*Stated goal:*
Reproduce every one of the following entries verbatim, preserving each line without alteration.

Excerpts from a pointing dataset
^^^^
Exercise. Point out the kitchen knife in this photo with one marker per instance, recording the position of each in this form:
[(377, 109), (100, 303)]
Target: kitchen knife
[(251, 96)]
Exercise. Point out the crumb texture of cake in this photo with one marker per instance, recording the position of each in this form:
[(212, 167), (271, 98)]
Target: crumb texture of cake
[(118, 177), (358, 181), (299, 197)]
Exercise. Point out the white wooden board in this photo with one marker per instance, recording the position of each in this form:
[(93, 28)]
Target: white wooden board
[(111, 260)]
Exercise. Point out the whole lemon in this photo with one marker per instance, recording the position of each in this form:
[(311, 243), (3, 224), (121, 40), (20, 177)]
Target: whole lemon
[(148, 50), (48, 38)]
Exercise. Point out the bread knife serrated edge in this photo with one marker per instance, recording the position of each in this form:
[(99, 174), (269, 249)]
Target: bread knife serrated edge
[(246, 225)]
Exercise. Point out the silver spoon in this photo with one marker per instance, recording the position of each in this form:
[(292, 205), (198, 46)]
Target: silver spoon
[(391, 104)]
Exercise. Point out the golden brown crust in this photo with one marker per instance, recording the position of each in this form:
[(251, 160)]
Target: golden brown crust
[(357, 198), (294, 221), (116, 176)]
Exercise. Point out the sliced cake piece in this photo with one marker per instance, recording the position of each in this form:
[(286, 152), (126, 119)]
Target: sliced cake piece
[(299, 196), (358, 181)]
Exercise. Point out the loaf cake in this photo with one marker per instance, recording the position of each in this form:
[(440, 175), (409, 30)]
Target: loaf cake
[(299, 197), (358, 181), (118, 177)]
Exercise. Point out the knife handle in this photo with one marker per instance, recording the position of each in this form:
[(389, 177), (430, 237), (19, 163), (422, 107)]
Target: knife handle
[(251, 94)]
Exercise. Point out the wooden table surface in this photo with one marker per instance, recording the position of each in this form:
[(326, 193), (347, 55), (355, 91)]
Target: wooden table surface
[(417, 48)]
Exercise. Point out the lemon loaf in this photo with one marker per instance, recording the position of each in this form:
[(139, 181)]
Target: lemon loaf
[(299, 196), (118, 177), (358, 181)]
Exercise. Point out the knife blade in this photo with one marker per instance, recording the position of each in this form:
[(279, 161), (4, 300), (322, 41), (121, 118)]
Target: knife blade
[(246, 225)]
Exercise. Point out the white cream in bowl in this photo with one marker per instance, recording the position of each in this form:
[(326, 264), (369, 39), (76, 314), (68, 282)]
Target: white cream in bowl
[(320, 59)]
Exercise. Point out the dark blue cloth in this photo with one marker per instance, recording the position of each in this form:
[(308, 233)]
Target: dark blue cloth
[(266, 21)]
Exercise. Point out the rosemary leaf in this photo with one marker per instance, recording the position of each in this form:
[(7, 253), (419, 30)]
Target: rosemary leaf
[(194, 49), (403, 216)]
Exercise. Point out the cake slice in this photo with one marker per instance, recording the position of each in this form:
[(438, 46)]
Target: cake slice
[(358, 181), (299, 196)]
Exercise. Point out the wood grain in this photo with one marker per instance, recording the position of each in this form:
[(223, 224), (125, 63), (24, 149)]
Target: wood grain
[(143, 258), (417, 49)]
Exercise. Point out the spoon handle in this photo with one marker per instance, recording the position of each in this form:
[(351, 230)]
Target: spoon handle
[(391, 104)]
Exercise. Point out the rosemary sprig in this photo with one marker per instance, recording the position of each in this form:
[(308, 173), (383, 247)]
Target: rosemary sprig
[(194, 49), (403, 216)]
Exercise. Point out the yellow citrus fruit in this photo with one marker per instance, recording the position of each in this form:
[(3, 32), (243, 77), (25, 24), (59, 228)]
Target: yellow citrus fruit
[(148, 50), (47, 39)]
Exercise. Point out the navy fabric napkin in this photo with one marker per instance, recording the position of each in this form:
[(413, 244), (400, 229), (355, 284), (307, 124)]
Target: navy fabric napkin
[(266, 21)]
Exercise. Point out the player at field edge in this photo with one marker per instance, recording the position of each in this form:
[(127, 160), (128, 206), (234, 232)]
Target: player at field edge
^^^^
*Expected output:*
Exercise. Point out the kitchen knife in this photo with one marker per instance, recording the position of each in this form:
[(377, 109), (100, 303)]
Target: kitchen knife
[(251, 96)]
Exercise. Point out the crumb texture of cake in this photo with one marker per instance, recording the position of each in this form:
[(212, 167), (271, 98)]
Target: crumb texture of cake
[(118, 177), (358, 181), (299, 197)]
Exercise. Point out the white wooden board in this photo with one marker per instance, recording the position of each in this form:
[(93, 28)]
Target: white wooden board
[(111, 260)]
Exercise. Point out the whole lemon in this photo with one marker per instance, recording the position of each in this form:
[(311, 243), (3, 224), (121, 40), (20, 177)]
Target: whole lemon
[(148, 50), (48, 38)]
Exercise. Point out the bread knife serrated edge in this photo with one marker per instance, recording the position of each in this form:
[(99, 174), (269, 249)]
Target: bread knife serrated edge
[(246, 225)]
Exercise. Point out the silver spoon in this photo with one marker per instance, recording the position of each in this form:
[(292, 205), (198, 46)]
Target: silver spoon
[(391, 104)]
Exercise. Point out the golden brown crust in this photo with one marker per instance, recording the position of each in this form:
[(251, 160)]
Target: golden brown crust
[(357, 198), (294, 221), (116, 176)]
Exercise. Point out the sliced cake piece in this photo with one marker per instance, recording the position of each in this form:
[(286, 152), (126, 119)]
Target: sliced cake piece
[(299, 196), (358, 181)]
Exercise. Point out the loaf cake in this photo with one marker per instance, recording the position of each in this form:
[(440, 175), (409, 30)]
Target: loaf cake
[(299, 197), (358, 181), (118, 177)]
Exercise. Point out the knife handle in this photo with one marker per instance, recording the position of each in this form:
[(389, 177), (430, 237), (19, 163), (422, 107)]
Target: knife handle
[(251, 94)]
Exercise. Point out the wooden table surface in this photo with one marker per instance, recording the position of each in this form:
[(326, 193), (347, 55), (355, 91)]
Target: wooden table surface
[(417, 48)]
Exercise. Point out the lemon loaf in this photo with one marker per instance, recording the position of each in this form:
[(139, 181)]
Target: lemon loaf
[(299, 196), (118, 177), (358, 181)]
Exercise. Point out the knife blade in this photo with one marker per instance, recording the position of each in this form:
[(279, 161), (4, 300), (322, 41), (121, 118)]
Target: knife blade
[(246, 225)]
Exercise. Point out the white cream in bowl in this photo with one marker per instance, recording the position of each in this form:
[(326, 264), (369, 39), (76, 314), (68, 282)]
Target: white cream in bowl
[(320, 59)]
Exercise. Point out the dark blue cloth in this photo with one marker per instance, recording the position of each in this form:
[(308, 233)]
Target: dark blue cloth
[(266, 21)]
Exercise. Point out the rosemary leaf in this photo with one marker per instance, recording the position of each in this form:
[(7, 253), (419, 30)]
Target: rosemary leaf
[(194, 49), (403, 216)]
Exercise. Point out the cake slice in this photo with one marker per instance, recording the position of each in this form:
[(438, 46)]
Target: cake slice
[(358, 181), (299, 196)]
Exercise. Point out the wood grain in this photo with one marker per instance, recording the position of each in this form:
[(223, 224), (125, 63), (24, 149)]
Target: wood grain
[(143, 258), (417, 49)]
Exercise. Point out the spoon handle in this photo with one marker per instance, recording the position of each in this form:
[(351, 230)]
Target: spoon handle
[(391, 104)]
Exercise. Point out the rosemary sprig in this photo with one marker per instance, recording the position of each in this form:
[(308, 173), (383, 247)]
Target: rosemary sprig
[(194, 49), (403, 216)]
Exercise. Point out the yellow citrus fruit in this photo with one marker per instance, recording the position of each in this form:
[(3, 32), (243, 77), (25, 24), (59, 228)]
Target: yellow citrus fruit
[(148, 50), (47, 39)]
Exercise. Point out the navy fabric napkin in this photo with one marker per instance, recording the position of each in this form:
[(413, 244), (400, 229), (355, 284), (307, 124)]
Target: navy fabric napkin
[(266, 21)]
Exercise. Point out the player at field edge in this photo with one marker per instance, recording the position of each in this form:
[(127, 160), (128, 206), (234, 232)]
Target: player at field edge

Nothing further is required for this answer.